WHAT THE EXERCISE ASKS: Reproduce the listing below in full and without alteration, apart from its pictures.

____

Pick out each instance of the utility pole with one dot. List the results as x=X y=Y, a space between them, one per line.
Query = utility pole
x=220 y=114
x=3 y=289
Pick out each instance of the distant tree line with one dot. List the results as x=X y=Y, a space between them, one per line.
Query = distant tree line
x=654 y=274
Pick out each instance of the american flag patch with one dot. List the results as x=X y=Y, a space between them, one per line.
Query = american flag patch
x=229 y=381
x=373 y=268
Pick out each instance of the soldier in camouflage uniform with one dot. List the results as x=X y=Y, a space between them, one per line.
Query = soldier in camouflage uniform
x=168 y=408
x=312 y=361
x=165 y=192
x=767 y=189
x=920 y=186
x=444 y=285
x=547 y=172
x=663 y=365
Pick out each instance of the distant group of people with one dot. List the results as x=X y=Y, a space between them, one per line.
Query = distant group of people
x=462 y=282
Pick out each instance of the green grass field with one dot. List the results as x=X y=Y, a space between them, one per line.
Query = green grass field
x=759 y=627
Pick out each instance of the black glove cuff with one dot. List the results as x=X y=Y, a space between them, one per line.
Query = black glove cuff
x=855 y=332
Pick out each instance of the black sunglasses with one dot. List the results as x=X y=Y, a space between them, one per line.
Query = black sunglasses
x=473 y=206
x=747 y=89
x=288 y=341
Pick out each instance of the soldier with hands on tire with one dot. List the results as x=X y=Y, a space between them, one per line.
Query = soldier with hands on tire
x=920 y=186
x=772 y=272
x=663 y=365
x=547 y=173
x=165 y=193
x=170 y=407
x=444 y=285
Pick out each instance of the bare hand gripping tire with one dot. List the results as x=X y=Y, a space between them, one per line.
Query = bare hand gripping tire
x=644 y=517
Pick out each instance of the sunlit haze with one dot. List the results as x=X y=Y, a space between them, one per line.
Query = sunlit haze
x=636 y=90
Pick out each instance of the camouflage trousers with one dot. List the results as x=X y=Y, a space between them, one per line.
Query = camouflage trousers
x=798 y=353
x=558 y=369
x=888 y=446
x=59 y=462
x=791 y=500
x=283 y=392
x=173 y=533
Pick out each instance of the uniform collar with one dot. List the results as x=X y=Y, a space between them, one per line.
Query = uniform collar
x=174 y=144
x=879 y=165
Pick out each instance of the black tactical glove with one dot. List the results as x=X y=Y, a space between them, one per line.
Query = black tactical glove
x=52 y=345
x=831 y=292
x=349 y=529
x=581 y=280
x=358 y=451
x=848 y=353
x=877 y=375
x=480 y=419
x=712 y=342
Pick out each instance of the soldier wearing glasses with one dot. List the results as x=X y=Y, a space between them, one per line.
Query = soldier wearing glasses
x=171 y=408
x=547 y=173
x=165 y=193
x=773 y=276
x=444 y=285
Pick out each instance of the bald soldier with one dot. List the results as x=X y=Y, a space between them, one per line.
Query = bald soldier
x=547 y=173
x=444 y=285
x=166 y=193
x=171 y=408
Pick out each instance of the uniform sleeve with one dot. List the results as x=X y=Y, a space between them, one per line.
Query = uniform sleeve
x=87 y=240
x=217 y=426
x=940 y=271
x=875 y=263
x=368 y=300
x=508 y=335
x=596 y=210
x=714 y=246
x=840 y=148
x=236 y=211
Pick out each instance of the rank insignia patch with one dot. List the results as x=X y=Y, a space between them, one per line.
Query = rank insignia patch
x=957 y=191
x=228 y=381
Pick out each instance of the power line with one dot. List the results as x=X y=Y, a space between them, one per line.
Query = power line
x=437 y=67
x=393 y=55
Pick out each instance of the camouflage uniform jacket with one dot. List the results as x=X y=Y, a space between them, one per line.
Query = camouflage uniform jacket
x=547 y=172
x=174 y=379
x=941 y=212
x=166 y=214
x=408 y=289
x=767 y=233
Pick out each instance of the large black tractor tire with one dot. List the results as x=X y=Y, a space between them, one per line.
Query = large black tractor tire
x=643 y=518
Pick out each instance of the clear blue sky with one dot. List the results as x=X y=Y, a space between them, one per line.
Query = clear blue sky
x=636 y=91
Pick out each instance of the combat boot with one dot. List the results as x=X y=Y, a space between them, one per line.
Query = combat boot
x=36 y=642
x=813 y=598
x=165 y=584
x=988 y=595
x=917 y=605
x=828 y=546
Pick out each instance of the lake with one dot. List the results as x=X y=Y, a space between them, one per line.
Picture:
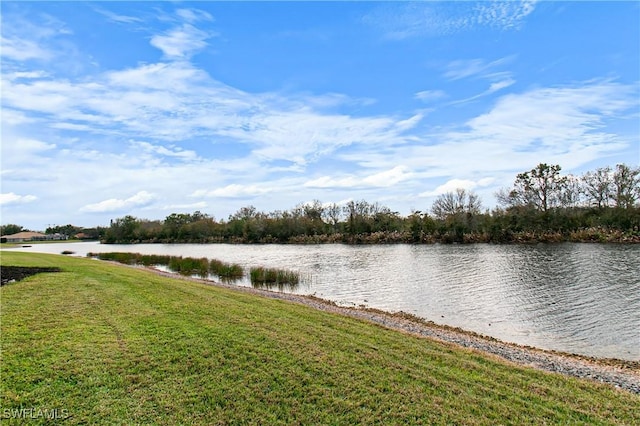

____

SOLUTION TO THE EXERCISE:
Pick out each instance of the utility pole with one dot. List the results as x=X y=Y, a space between them, one per line.
Query = utility pole
x=220 y=114
x=3 y=289
Pick out each instance of the distant tree line with one dot. List the results as x=X y=Y, a space between them, one per line.
Query = distant tree line
x=654 y=274
Pick out each instance of the american flag patch with one dot. List the results as x=X y=Y, a space between them, one per line.
Query = american flag patch
x=229 y=381
x=373 y=268
Pick out each instance of the soldier in camouflage uniform with one dot. List the results as x=X y=Y, a space between them, one per line.
Query = soldier in camouflage uniform
x=168 y=408
x=312 y=361
x=165 y=192
x=767 y=189
x=920 y=186
x=444 y=285
x=547 y=172
x=663 y=365
Pick out each instance of the distant group of people with one dot. List the results as x=X y=Y, a space between them, one per line.
Query = distant group of people
x=462 y=282
Pick out each instance of the green grass field with one dot. List the results as x=X y=Y, a space between them, one per line.
Query = green grass field
x=759 y=627
Pick out each instance of the black glove cuff with one dot. List the results as x=X y=Y, a space between them, one per line.
Query = black glove cuff
x=855 y=332
Pick out each instance of the black sunglasses with one dot. List the results as x=X y=Y, a space between them, one per line.
Query = black sunglasses
x=473 y=206
x=747 y=89
x=288 y=341
Pick out each instance of the soldier with hands on tire with one dot. List the results as x=X y=Y, a space between them, one per line.
Query = soldier with hands on tire
x=920 y=186
x=772 y=272
x=663 y=365
x=547 y=173
x=165 y=193
x=170 y=407
x=444 y=285
Pick out each instance of the bare hand gripping tire with one dot. List the results as x=X y=Y, a space between them, one per line.
Query = bare hand gripping tire
x=644 y=517
Pick out each instance of the sunlit haze with one dot. List the results as x=X y=Y, a space between them, one per line.
Query = sunlit haze
x=636 y=90
Pick out each instance of the camouflage trousers with one dot. List the results as x=X y=Y, a space between them, one per line.
Query = camouflage trousers
x=798 y=353
x=558 y=369
x=888 y=446
x=59 y=462
x=791 y=500
x=283 y=392
x=173 y=533
Pick out each instance of the uniform collar with one dot. List the results as x=X y=Y, a space between them, one per line.
Query = uniform collar
x=174 y=144
x=879 y=165
Pick out each instance of the black tactical glove with one dot. List the results as x=X y=Y, a space between them, one per line.
Query = black tactical glove
x=52 y=345
x=831 y=292
x=349 y=529
x=581 y=280
x=358 y=451
x=848 y=353
x=877 y=375
x=480 y=419
x=712 y=342
Pick out each instance of the soldier wearing glasses with one dot. List the results as x=X y=Y, a space between them, one per line.
Query = soldier wearing glasses
x=171 y=408
x=547 y=173
x=165 y=193
x=773 y=276
x=444 y=285
Pick out each instance of the bald soldier with one dot. List the results as x=X y=Y, a space between them, one per line.
Query = bald soldier
x=547 y=173
x=444 y=285
x=166 y=193
x=171 y=408
Pick out each instance of the uniform sleeve with one dot. List the results as x=X y=Y, a space between them, one per line.
Query = uniform sleeve
x=87 y=240
x=217 y=426
x=940 y=271
x=875 y=263
x=368 y=300
x=508 y=335
x=596 y=210
x=714 y=246
x=840 y=148
x=236 y=211
Pick out each instance of the rank insignia patch with one dot. List the results as x=X y=Y, a space between them, one per line.
Query = rank insignia patch
x=957 y=191
x=228 y=381
Pick out each instance of the power line with one dot. List the results as x=X y=Y, a space between them, one per line.
Query = power line
x=437 y=67
x=393 y=55
Pick out each instance of the camouflage uniform jacket with one dot. List the results as x=X y=Y, a space between them, one per line.
Query = camouflage uniform jacket
x=547 y=172
x=174 y=379
x=941 y=212
x=166 y=214
x=408 y=289
x=767 y=233
Pick out each instance of the large black tractor tire with one dot. List the results as x=X y=Y, a space between them, one per line.
Query = large black tractor tire
x=643 y=518
Pick out each instance of the clear blue sky with one dot. List the results as x=X y=Y, a space between them, one per line.
Query = clear blue sky
x=636 y=91
Pick out each instance of the combat boot with one dot. List the results as x=X y=Y, a space between them, one per line.
Query = combat boot
x=36 y=642
x=813 y=598
x=165 y=584
x=988 y=595
x=917 y=605
x=828 y=546
Pick out each instance of the lake with one dot. List the results as x=X y=Y, a space between them, one per line.
Picture:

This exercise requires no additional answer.